- [Ziel der Übung] Fasse den Text über den Weihnachtsmann und seine Rentiere in zwei Sätzen zusammen.

- [Textauszug]
▼▼▼

Bevor das Jahr zu Ende geht und wir im Januar mit neuen statistischen Tests weitermachen, sollen Sie noch einmal alles Bisherige wiederholen. Da trifft es sich gut, dass uns jüngst die folgenden News vom Nordpol erreicht haben.
Wie jedes Jahr ist der Weihnachtsmann wieder spät dran, weil er mal wieder alle nötigen Vorbereitungen zu lange hinausgezögert hat. (Das Ausfüllen eines psychologischen Prokrastinationsfragebogens verweigerte er bisher hartnäckig, aber es dürfte auch so klar sein, dass es in puncto Aufschieberitis nicht gut um ihn bestellt ist). Während die fleißigen Wichtel und Wichtelinnen sich mit dem Geschenkeverpacken gerade kräftig abrackern, um noch irgendwie die Heiligabend-Deadline einhalten zu können, beschließt der Weihnachtsmann, sich um ein anderes, noch viel größeres Problem zu kümmern. Seine Rentiere hatten den ganzen Sommer nur auf der faulen Haut gelegen und einfach gar nichts für ihre körperliche Fitness getan. Ein entsprechend desolates Bild geben die Tiere deshalb momentan ab. Der einzige, der sich über das Jahr hinweg mal wieder vorbildlich in Schuss gehalten hat, ist ein Rentier mit Namen Rudolf. Eigentlich sollten aber alle Rentiere, die die große Ehre haben, für den Weihnachtsmann arbeiten zu dürfen, entsprechend fit sein. Vor allem ist es wichtig, dass die Rentiere eine bestimmte Fluggeschwindigkeit erreichen können, damit alle Geschenke am Stichtag dann auch rechtzeitig verteilt werden können. Mindestens die Überschreitung der Schallgeschwindigkeit (gemessen in trockener Luft bei 20°C) sollte erreicht werden.

▲▲▲

- [Datensatz]
▼▼▼

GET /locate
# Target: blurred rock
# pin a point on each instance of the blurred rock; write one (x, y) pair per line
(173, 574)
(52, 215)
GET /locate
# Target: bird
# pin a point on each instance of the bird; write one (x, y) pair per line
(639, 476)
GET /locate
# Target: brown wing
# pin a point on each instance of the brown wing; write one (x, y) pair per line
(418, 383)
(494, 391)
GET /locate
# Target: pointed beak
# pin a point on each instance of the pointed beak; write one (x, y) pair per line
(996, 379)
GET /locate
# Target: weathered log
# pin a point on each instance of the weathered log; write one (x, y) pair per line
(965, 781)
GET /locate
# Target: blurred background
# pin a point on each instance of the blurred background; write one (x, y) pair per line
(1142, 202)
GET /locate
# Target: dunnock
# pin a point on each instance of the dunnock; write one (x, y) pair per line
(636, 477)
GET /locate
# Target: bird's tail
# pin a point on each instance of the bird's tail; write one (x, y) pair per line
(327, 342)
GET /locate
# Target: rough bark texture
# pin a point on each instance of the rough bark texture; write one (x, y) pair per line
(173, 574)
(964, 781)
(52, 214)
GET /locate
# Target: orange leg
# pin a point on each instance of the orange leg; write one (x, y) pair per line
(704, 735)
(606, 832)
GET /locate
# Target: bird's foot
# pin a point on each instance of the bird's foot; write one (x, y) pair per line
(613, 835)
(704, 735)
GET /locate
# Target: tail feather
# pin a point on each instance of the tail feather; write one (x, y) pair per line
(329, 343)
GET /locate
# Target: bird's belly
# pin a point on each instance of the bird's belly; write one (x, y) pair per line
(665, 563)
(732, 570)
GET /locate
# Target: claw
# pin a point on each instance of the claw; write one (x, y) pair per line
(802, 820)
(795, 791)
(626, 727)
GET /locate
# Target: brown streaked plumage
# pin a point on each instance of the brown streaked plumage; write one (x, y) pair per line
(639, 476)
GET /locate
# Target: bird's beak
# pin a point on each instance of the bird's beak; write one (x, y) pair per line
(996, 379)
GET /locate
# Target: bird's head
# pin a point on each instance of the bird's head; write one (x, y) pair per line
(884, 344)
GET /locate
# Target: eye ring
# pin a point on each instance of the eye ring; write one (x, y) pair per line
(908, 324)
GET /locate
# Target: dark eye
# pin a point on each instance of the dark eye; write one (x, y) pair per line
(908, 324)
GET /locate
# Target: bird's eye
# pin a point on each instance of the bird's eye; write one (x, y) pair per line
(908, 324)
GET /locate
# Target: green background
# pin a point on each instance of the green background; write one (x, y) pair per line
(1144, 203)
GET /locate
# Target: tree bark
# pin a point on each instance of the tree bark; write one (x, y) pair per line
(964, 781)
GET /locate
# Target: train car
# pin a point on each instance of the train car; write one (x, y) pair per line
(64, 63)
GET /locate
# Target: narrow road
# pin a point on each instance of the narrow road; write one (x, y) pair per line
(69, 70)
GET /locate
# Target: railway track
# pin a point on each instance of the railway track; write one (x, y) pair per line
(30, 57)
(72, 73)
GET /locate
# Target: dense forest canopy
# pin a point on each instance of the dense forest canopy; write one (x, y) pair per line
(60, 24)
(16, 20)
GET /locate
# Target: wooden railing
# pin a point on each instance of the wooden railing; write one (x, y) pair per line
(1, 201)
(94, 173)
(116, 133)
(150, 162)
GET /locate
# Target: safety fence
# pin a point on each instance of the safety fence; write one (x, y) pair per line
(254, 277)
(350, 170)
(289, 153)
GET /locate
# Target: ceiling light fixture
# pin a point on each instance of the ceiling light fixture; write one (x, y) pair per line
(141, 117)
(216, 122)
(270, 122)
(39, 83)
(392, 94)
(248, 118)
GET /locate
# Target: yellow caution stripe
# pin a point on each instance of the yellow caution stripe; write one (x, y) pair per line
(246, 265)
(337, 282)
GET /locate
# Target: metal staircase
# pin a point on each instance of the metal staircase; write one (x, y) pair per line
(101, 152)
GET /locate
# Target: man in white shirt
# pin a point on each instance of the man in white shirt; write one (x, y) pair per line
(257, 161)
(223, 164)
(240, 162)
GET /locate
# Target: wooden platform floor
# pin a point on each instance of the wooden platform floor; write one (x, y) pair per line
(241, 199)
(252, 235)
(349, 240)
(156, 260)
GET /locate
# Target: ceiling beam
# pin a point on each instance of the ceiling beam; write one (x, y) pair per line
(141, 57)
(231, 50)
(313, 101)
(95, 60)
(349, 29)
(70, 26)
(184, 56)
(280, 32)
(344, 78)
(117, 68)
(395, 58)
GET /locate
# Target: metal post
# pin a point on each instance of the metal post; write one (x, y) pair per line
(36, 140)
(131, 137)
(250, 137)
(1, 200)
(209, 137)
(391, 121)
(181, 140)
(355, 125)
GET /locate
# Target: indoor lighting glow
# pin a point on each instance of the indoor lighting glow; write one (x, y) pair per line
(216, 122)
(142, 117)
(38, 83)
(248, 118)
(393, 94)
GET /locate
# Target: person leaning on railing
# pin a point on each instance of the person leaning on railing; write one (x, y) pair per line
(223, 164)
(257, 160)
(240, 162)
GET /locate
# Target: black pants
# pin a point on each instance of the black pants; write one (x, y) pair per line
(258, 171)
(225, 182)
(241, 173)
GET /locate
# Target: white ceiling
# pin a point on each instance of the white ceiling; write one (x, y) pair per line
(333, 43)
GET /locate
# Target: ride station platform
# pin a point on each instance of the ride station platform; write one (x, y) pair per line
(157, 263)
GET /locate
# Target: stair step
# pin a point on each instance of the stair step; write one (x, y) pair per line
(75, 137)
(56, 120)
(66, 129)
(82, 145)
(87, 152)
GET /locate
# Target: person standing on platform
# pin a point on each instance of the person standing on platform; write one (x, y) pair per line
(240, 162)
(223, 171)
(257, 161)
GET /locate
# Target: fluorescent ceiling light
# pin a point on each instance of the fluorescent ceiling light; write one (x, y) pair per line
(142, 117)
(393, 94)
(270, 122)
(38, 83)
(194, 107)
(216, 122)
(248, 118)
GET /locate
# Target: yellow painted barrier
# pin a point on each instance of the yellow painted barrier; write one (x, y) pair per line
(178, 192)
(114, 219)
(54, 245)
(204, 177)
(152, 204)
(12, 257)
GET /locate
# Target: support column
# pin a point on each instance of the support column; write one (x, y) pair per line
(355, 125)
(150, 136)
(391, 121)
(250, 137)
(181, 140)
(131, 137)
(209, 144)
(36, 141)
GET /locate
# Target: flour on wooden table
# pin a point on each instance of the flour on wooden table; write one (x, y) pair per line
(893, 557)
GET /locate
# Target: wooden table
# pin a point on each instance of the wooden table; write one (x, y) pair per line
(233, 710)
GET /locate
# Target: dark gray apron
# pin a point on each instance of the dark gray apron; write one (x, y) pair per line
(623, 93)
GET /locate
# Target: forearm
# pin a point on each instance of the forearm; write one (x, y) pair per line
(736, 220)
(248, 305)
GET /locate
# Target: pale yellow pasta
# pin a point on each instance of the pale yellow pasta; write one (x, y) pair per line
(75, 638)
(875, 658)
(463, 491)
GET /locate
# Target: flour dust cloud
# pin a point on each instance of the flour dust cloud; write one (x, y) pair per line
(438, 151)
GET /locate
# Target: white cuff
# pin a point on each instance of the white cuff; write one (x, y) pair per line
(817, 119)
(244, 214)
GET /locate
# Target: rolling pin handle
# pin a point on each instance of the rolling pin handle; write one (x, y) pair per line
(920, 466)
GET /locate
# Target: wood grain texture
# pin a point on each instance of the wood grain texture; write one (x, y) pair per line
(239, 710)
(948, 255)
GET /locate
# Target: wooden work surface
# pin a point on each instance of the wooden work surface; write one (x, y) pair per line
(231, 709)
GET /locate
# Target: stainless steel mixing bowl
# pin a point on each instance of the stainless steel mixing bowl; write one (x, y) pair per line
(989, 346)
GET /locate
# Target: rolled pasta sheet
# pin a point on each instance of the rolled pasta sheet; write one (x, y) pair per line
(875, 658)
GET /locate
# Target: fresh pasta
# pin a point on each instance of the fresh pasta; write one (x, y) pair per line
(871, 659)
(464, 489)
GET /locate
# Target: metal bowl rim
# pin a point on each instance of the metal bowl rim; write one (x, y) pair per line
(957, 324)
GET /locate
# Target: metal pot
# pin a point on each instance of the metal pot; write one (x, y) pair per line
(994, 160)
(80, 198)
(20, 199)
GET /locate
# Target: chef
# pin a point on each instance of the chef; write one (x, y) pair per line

▲▲▲

- [Ergebnis der Übung] Der Weihnachtsmann ist wie jedes Jahr spät dran, und während die Wichtel und Wichtelinnen die Geschenke verpacken, kümmert er sich um seine Rentiere, die den Sommer über nichts für ihre Fitness getan haben; nur Rudolf hat sich in Schuss gehalten. Dabei sollten alle Rentiere fit sein und mindestens Schallgeschwindigkeit erreichen können, damit die Geschenke rechtzeitig verteilt werden.